---------- Dataset content
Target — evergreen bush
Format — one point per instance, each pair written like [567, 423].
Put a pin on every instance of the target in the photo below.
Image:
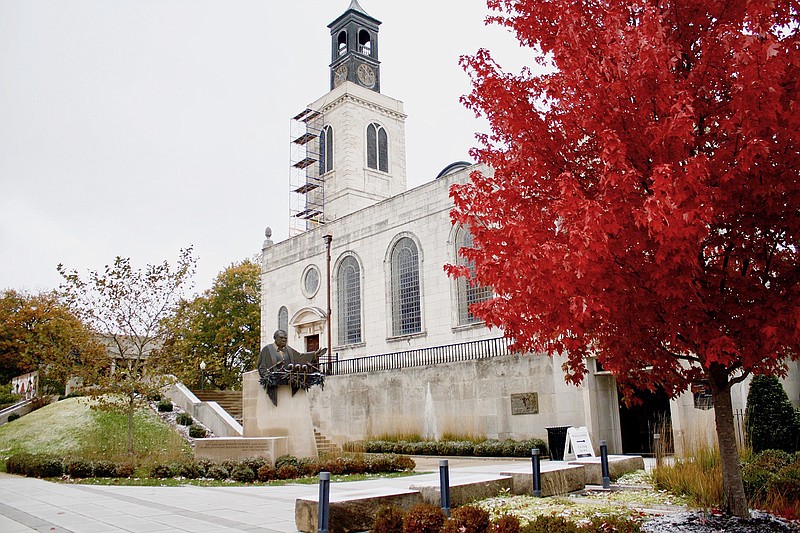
[771, 422]
[505, 524]
[423, 518]
[243, 473]
[217, 472]
[388, 519]
[162, 471]
[124, 470]
[197, 432]
[286, 460]
[467, 519]
[79, 467]
[104, 468]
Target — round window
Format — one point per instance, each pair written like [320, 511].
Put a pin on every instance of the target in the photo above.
[310, 281]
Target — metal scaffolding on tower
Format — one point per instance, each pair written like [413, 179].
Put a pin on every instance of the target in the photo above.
[306, 184]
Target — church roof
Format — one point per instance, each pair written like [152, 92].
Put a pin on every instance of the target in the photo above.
[354, 7]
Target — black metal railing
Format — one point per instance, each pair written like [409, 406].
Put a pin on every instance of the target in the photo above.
[450, 353]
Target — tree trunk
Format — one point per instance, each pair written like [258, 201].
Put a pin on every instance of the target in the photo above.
[130, 426]
[735, 502]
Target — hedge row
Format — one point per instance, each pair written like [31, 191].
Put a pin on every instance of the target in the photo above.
[469, 519]
[286, 467]
[43, 465]
[487, 448]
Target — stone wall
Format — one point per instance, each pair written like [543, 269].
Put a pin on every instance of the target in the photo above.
[467, 399]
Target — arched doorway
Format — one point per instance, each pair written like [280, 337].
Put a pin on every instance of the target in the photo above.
[639, 422]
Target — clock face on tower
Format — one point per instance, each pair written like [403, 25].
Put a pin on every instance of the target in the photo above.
[339, 75]
[365, 74]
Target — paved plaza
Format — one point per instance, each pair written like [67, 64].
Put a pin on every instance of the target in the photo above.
[28, 504]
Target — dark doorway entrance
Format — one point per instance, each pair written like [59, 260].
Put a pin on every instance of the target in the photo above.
[312, 343]
[639, 422]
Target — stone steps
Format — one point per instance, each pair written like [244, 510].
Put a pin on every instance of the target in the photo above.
[324, 445]
[231, 401]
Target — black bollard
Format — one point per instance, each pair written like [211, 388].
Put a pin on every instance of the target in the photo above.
[604, 464]
[323, 511]
[537, 473]
[444, 485]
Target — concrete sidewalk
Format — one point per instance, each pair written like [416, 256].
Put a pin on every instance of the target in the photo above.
[28, 504]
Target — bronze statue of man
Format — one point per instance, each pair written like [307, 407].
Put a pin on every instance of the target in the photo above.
[278, 354]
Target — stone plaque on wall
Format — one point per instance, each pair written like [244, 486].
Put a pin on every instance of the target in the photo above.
[526, 403]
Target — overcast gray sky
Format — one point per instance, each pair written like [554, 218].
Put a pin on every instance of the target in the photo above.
[137, 127]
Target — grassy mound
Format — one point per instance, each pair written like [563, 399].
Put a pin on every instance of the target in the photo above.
[72, 427]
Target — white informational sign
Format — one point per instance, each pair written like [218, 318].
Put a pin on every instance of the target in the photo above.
[578, 444]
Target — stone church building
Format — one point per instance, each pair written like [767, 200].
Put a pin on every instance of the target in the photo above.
[362, 274]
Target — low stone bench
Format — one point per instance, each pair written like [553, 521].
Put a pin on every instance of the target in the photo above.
[465, 489]
[617, 466]
[352, 511]
[557, 478]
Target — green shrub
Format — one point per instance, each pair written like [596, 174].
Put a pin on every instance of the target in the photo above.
[218, 472]
[79, 467]
[423, 518]
[243, 473]
[191, 470]
[284, 460]
[550, 524]
[197, 432]
[287, 471]
[786, 483]
[772, 460]
[266, 473]
[254, 463]
[388, 519]
[467, 519]
[755, 480]
[489, 448]
[618, 524]
[162, 471]
[309, 467]
[124, 470]
[400, 463]
[505, 524]
[772, 422]
[104, 468]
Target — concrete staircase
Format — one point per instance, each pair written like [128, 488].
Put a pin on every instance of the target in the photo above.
[324, 445]
[231, 401]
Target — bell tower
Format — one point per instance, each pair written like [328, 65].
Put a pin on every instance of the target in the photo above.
[348, 148]
[354, 49]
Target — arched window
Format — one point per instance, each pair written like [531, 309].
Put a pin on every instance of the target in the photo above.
[468, 293]
[406, 316]
[364, 43]
[377, 148]
[325, 150]
[283, 319]
[348, 297]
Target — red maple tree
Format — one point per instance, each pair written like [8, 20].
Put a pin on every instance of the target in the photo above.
[644, 204]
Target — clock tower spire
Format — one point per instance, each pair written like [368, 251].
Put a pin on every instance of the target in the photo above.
[354, 49]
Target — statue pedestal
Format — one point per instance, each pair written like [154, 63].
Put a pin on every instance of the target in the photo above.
[290, 418]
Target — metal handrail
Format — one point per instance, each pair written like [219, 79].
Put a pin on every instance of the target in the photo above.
[449, 353]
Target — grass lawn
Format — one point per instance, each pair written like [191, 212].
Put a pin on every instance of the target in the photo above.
[72, 427]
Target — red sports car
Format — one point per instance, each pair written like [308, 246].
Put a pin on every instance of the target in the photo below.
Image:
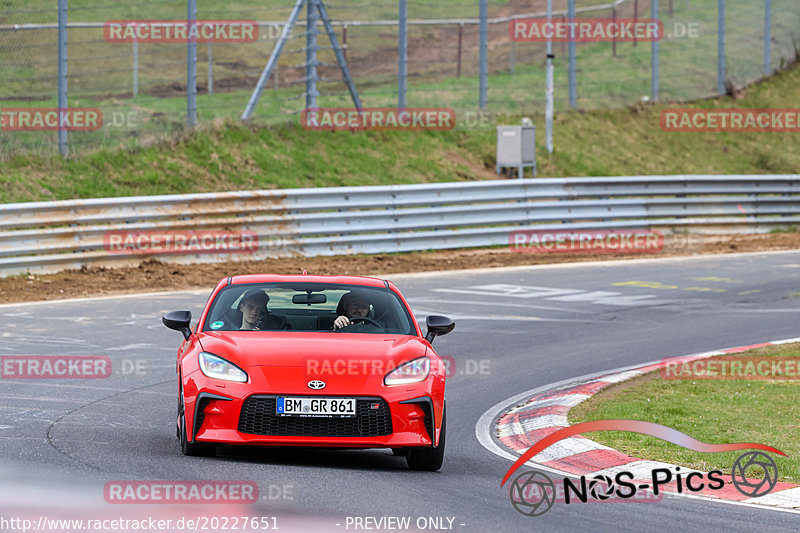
[304, 360]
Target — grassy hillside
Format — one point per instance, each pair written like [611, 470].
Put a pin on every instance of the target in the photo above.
[230, 156]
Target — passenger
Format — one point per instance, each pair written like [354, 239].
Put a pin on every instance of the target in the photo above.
[351, 305]
[256, 315]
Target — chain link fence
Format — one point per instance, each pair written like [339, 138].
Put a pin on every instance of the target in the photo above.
[139, 86]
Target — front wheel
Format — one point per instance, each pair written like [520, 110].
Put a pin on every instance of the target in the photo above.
[429, 459]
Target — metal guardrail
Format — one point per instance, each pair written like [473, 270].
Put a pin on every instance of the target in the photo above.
[51, 236]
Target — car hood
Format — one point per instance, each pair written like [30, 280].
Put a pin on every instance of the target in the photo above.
[255, 348]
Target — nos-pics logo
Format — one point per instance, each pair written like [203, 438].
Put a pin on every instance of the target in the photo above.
[533, 493]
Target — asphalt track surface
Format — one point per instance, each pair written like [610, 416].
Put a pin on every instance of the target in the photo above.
[517, 329]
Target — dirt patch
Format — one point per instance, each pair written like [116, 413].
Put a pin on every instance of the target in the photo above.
[152, 276]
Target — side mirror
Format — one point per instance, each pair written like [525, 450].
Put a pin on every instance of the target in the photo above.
[179, 321]
[438, 325]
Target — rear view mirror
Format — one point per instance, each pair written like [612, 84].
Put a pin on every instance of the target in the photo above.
[179, 321]
[309, 299]
[438, 325]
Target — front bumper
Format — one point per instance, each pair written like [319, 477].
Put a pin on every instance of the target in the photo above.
[408, 416]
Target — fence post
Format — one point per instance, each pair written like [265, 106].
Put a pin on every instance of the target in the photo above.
[135, 64]
[344, 41]
[484, 54]
[210, 70]
[402, 53]
[655, 58]
[573, 82]
[549, 85]
[767, 37]
[460, 40]
[614, 39]
[721, 47]
[276, 73]
[63, 143]
[311, 55]
[191, 65]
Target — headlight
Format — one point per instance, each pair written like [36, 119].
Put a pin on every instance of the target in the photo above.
[411, 372]
[216, 367]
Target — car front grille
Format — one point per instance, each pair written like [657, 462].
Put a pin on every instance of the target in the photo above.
[258, 417]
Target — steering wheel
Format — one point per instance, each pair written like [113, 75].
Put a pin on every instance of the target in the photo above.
[366, 319]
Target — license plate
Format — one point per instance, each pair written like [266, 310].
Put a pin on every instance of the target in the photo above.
[316, 407]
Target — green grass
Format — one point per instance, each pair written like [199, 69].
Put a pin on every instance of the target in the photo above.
[230, 156]
[712, 411]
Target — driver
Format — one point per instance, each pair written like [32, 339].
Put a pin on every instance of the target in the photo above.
[351, 305]
[256, 316]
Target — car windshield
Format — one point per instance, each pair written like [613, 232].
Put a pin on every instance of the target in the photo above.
[308, 307]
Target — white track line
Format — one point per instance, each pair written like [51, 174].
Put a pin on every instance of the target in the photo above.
[486, 425]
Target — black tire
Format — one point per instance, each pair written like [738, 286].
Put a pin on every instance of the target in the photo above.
[429, 459]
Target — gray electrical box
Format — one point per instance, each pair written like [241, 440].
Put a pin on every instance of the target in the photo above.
[516, 147]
--------------------
## Given problem
Arrange everything from the line containing "Target — driver" down to the end of the entries as a Markdown table with the columns Row and Line. Give each line its own numbered row and omit blank lines.

## Result
| Row | Line |
|---|---|
| 1 | Target — driver |
| 2 | Format — one point per instance, each pair written like [32, 339]. |
| 3 | Put a pin on every instance of the target in the photo above. |
| 4 | [351, 305] |
| 5 | [256, 316] |
| 6 | Target — car windshield |
| 7 | Format — one point per instance, each pair written like [613, 232]. |
| 8 | Put a pin on every instance of the target in the photo above. |
| 9 | [308, 307] |
| 10 | Target — white track line |
| 11 | Format — one point per instance, each pair written like [51, 174]. |
| 12 | Put a pin on every instance of the target in the photo above. |
| 13 | [486, 425] |
| 14 | Target — black tire |
| 15 | Format — one point per instance, each pair written like [738, 286]. |
| 16 | Put a pin on every instance of the target in the photo above. |
| 17 | [429, 459] |
| 18 | Target — gray electrical box |
| 19 | Format — one point per instance, each pair written like [241, 440]. |
| 20 | Put a pin on every instance of the target in the photo above. |
| 21 | [516, 147] |